*EXERCISE MATERIALS*:
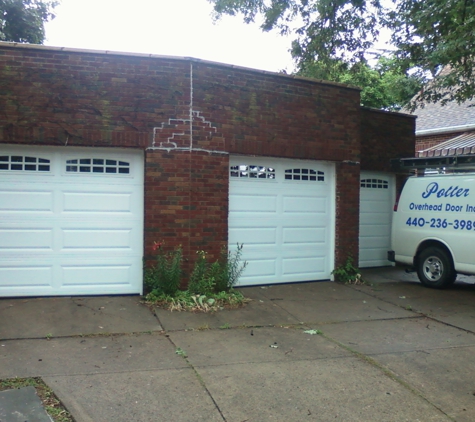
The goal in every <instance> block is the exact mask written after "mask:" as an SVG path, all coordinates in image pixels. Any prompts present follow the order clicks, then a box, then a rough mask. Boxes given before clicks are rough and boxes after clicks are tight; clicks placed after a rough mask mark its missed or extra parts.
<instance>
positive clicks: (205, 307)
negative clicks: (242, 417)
mask: <svg viewBox="0 0 475 422" xmlns="http://www.w3.org/2000/svg"><path fill="white" fill-rule="evenodd" d="M154 245H155V246H154V250H156V251H157V252H158V253H157V258H156V262H155V264H154V265H153V266H152V267H150V268H147V269H145V274H144V280H145V284H146V286H147V288H148V289H149V291H150V293H149V294H147V296H146V298H145V299H146V302H147V303H148V304H152V305H158V306H160V307H164V308H166V309H169V310H171V311H184V310H188V311H202V312H209V311H217V310H220V309H224V308H237V307H240V306H242V305H244V304H245V303H246V302H248V300H246V299H245V298H244V296H243V295H242V294H241V293H240V292H237V291H235V290H233V286H234V285H235V284H236V283H237V281H238V279H239V277H240V276H241V275H242V273H243V271H244V269H245V268H246V266H247V262H241V256H242V248H243V245H239V244H238V245H237V249H236V251H234V252H231V251H229V252H228V251H227V249H226V248H223V249H222V250H221V253H220V256H219V258H218V259H217V260H216V261H215V262H209V261H208V258H207V253H206V252H205V251H197V259H196V262H195V264H194V267H193V270H192V271H191V274H190V277H189V280H188V288H187V290H185V291H181V290H179V289H178V287H179V285H180V279H181V277H182V275H183V271H182V267H181V265H182V250H181V247H179V248H176V249H175V250H174V251H173V252H168V253H165V252H164V251H163V250H162V246H163V242H160V243H155V244H154Z"/></svg>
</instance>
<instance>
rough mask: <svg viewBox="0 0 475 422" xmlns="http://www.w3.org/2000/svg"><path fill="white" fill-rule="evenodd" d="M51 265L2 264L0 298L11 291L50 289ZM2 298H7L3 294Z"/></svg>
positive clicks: (0, 283)
mask: <svg viewBox="0 0 475 422" xmlns="http://www.w3.org/2000/svg"><path fill="white" fill-rule="evenodd" d="M52 277H53V265H28V264H25V263H23V262H4V263H3V264H2V266H0V296H2V294H1V293H9V292H10V290H12V289H25V288H32V287H33V288H35V289H36V288H37V287H38V288H42V289H43V290H44V289H50V288H51V286H50V283H51V279H52ZM3 296H9V295H8V294H4V295H3Z"/></svg>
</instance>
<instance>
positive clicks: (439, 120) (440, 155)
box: [414, 101, 475, 157]
mask: <svg viewBox="0 0 475 422" xmlns="http://www.w3.org/2000/svg"><path fill="white" fill-rule="evenodd" d="M414 114H415V115H417V120H416V157H444V156H455V155H462V154H474V153H475V101H467V102H465V103H462V104H457V103H456V102H451V103H448V104H446V105H445V106H442V105H441V104H440V103H428V104H426V105H425V107H424V108H418V109H416V110H415V112H414Z"/></svg>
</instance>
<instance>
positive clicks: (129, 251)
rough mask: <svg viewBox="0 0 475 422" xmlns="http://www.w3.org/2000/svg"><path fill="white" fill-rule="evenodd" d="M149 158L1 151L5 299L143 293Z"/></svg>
mask: <svg viewBox="0 0 475 422" xmlns="http://www.w3.org/2000/svg"><path fill="white" fill-rule="evenodd" d="M142 239H143V154H142V152H130V151H124V150H115V149H107V150H106V149H96V148H94V149H92V148H84V149H75V148H50V147H41V148H35V147H22V148H20V147H13V146H11V147H7V146H1V147H0V296H46V295H91V294H126V293H139V294H140V293H141V292H142V255H143V240H142Z"/></svg>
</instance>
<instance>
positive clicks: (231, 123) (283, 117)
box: [0, 43, 415, 296]
mask: <svg viewBox="0 0 475 422" xmlns="http://www.w3.org/2000/svg"><path fill="white" fill-rule="evenodd" d="M0 86H1V89H0V232H1V236H0V296H45V295H87V294H140V293H142V291H143V286H142V267H143V260H144V259H145V260H146V261H147V260H151V259H153V257H154V254H155V252H154V250H153V245H154V242H155V241H157V242H158V241H164V242H165V247H166V248H172V247H174V246H177V245H181V246H182V248H183V251H184V256H185V258H186V263H187V264H186V265H187V266H188V267H190V266H191V265H192V264H193V262H194V260H195V259H196V256H197V255H196V251H198V250H205V251H206V252H208V253H209V256H210V258H214V259H216V258H217V257H218V255H219V252H220V249H221V248H222V247H223V245H228V244H229V247H230V249H232V248H233V247H234V245H235V244H236V243H237V242H239V243H243V244H244V250H243V252H244V255H243V258H244V259H245V260H247V261H248V262H249V265H248V267H247V268H246V271H245V273H244V275H243V277H242V279H241V283H242V285H256V284H269V283H284V282H297V281H309V280H327V279H330V278H331V277H332V276H331V272H332V270H333V269H334V268H335V266H338V265H341V264H343V263H344V262H345V261H346V259H347V257H348V256H349V255H351V256H353V257H354V258H356V259H357V258H358V257H359V262H360V265H361V266H376V265H385V264H389V263H388V261H386V251H387V249H388V247H389V233H390V215H391V209H392V205H393V199H394V192H395V185H396V177H395V175H394V174H392V173H391V170H390V159H392V158H397V157H407V156H409V155H411V154H412V152H413V151H414V128H415V122H414V120H415V119H414V117H413V116H408V115H404V114H399V113H388V112H381V111H375V110H370V109H365V108H361V107H360V106H359V90H358V89H355V88H352V87H348V86H345V85H341V84H334V83H323V82H321V81H315V80H309V79H304V78H296V77H292V76H287V75H281V74H276V73H270V72H264V71H258V70H253V69H246V68H240V67H235V66H230V65H224V64H219V63H212V62H206V61H200V60H196V59H190V58H176V57H163V56H153V55H145V54H125V53H111V52H101V51H85V50H74V49H63V48H54V47H45V46H36V45H23V44H13V43H0ZM360 210H361V212H360ZM188 269H189V268H188Z"/></svg>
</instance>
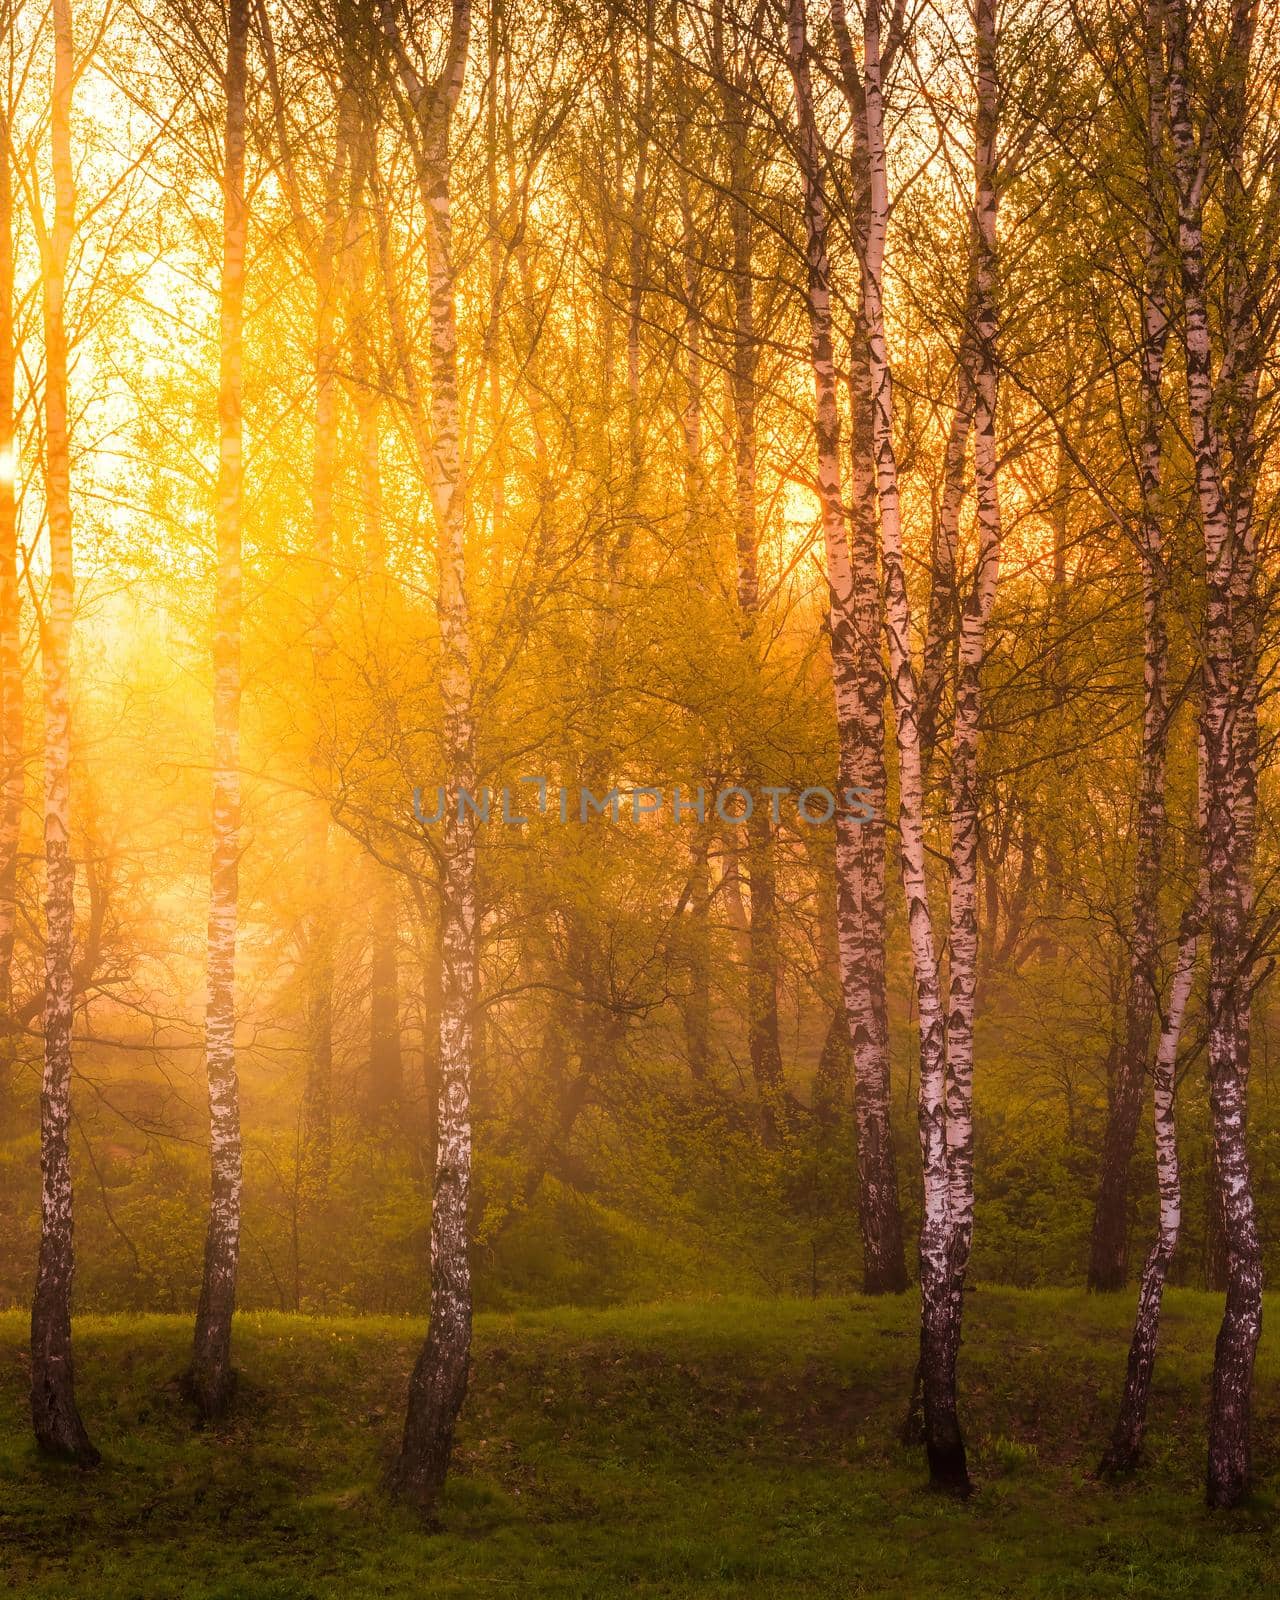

*TO DO*: Repeat all of the rows above verbatim, leaving out the pictures.

*TASK OUTPUT*:
The goal in every <instance> block is the exact mask written after "mask:" as an SVG path, all coordinates in image pixels. Any prompts present follow the order clicks, then a box, then a rough mask. Boxes given before clicks are rough and boxes after clicks are tight; clicks placed after a rough mask mark its missed or extra parts.
<instance>
positive clicks: (205, 307)
negative clicks: (242, 417)
mask: <svg viewBox="0 0 475 422" xmlns="http://www.w3.org/2000/svg"><path fill="white" fill-rule="evenodd" d="M154 245H155V246H154V250H156V251H157V252H158V253H157V258H156V262H155V264H154V265H153V266H152V267H150V268H147V269H145V274H144V280H145V284H146V286H147V288H148V289H149V291H150V293H149V294H147V296H146V298H145V299H146V302H147V303H148V304H152V305H158V306H160V307H164V308H166V309H169V310H171V311H184V310H188V311H202V312H209V311H217V310H220V309H224V308H237V307H240V306H242V305H244V304H245V303H246V302H248V300H246V299H245V298H244V296H243V295H242V294H241V293H240V292H237V291H235V290H233V286H234V285H235V284H236V283H237V281H238V279H239V277H240V276H241V275H242V273H243V271H244V269H245V268H246V266H247V262H241V256H242V248H243V245H239V244H238V245H237V249H236V251H234V252H231V251H229V252H228V251H227V249H226V248H223V249H222V250H221V253H220V256H219V258H218V259H217V260H216V261H215V262H209V261H208V258H207V253H206V252H205V251H197V259H196V262H195V264H194V267H193V270H192V271H191V274H190V277H189V280H188V288H187V290H185V291H181V290H179V289H178V287H179V285H180V279H181V277H182V275H183V271H182V267H181V265H182V250H181V247H179V248H176V249H175V250H174V251H173V252H168V253H165V252H164V251H163V250H162V246H163V242H160V243H155V244H154Z"/></svg>
</instance>
<instance>
rough mask: <svg viewBox="0 0 475 422" xmlns="http://www.w3.org/2000/svg"><path fill="white" fill-rule="evenodd" d="M51 265L2 264L0 298L11 291L50 289ZM2 298H7L3 294Z"/></svg>
positive clicks: (0, 283)
mask: <svg viewBox="0 0 475 422" xmlns="http://www.w3.org/2000/svg"><path fill="white" fill-rule="evenodd" d="M52 277H53V265H28V264H25V263H23V262H4V263H3V264H2V266H0V296H2V294H1V293H9V292H10V290H12V289H25V288H32V287H33V288H35V289H36V288H37V287H38V288H42V289H43V290H44V289H50V288H51V286H50V283H51V279H52ZM3 296H9V295H8V294H4V295H3Z"/></svg>
</instance>
<instance>
positive clicks: (439, 120) (440, 155)
box: [414, 101, 475, 157]
mask: <svg viewBox="0 0 475 422" xmlns="http://www.w3.org/2000/svg"><path fill="white" fill-rule="evenodd" d="M414 114H415V115H417V120H416V157H444V156H455V155H462V154H474V153H475V101H467V102H465V103H462V104H457V103H456V102H451V103H448V104H446V105H445V106H442V105H441V104H440V103H428V104H426V105H425V107H424V108H418V109H416V110H415V112H414Z"/></svg>
</instance>
<instance>
positive clicks: (129, 251)
rough mask: <svg viewBox="0 0 475 422" xmlns="http://www.w3.org/2000/svg"><path fill="white" fill-rule="evenodd" d="M149 158L1 151L5 299L143 293Z"/></svg>
mask: <svg viewBox="0 0 475 422" xmlns="http://www.w3.org/2000/svg"><path fill="white" fill-rule="evenodd" d="M142 239H143V154H142V152H130V151H124V150H115V149H107V150H106V149H96V148H94V149H92V148H84V149H75V148H50V147H41V148H35V147H22V148H20V147H13V146H11V147H7V146H1V147H0V296H46V295H91V294H126V293H139V294H140V293H141V292H142V255H143V240H142Z"/></svg>
</instance>
<instance>
positive clicks: (231, 123) (283, 117)
box: [0, 43, 415, 296]
mask: <svg viewBox="0 0 475 422" xmlns="http://www.w3.org/2000/svg"><path fill="white" fill-rule="evenodd" d="M0 86H1V89H0V232H1V236H0V296H45V295H87V294H140V293H142V291H143V286H142V267H143V260H144V259H145V260H146V261H147V260H151V259H153V257H154V254H155V252H154V250H153V245H154V242H155V241H157V242H158V241H164V242H165V247H166V248H172V247H174V246H177V245H181V246H182V248H183V251H184V256H185V258H186V263H187V264H186V265H187V266H188V267H190V266H191V265H192V264H193V262H194V260H195V259H196V256H197V255H196V251H198V250H205V251H206V252H208V253H209V256H210V258H214V259H216V258H217V257H218V255H219V252H220V249H221V248H222V247H223V245H228V244H229V247H230V249H232V248H233V247H234V245H235V244H236V243H237V242H239V243H243V244H244V250H243V252H244V255H243V258H244V259H245V260H247V261H248V262H249V265H248V267H247V268H246V271H245V273H244V275H243V277H242V279H241V283H242V285H256V284H269V283H284V282H297V281H309V280H327V279H330V278H331V277H332V276H331V272H332V270H333V269H334V268H335V266H338V265H341V264H343V263H344V262H345V261H346V259H347V257H348V256H349V255H351V256H353V257H354V258H356V259H357V258H358V257H359V262H360V265H361V266H376V265H385V264H389V263H388V261H386V251H387V249H388V247H389V233H390V215H391V209H392V205H393V199H394V192H395V185H396V177H395V175H394V174H392V173H391V170H390V159H392V158H397V157H407V156H409V155H411V154H412V152H413V151H414V128H415V122H414V120H415V119H414V117H413V116H408V115H404V114H399V113H388V112H381V111H375V110H370V109H365V108H361V107H360V106H359V90H358V89H355V88H352V87H348V86H345V85H341V84H334V83H323V82H321V81H315V80H309V79H304V78H296V77H292V76H287V75H281V74H276V73H270V72H264V71H258V70H253V69H246V68H240V67H235V66H230V65H224V64H219V63H212V62H206V61H200V60H196V59H190V58H176V57H163V56H153V55H145V54H125V53H111V52H101V51H85V50H74V49H63V48H54V47H45V46H36V45H23V44H13V43H0ZM360 210H361V212H360ZM188 269H189V268H188Z"/></svg>
</instance>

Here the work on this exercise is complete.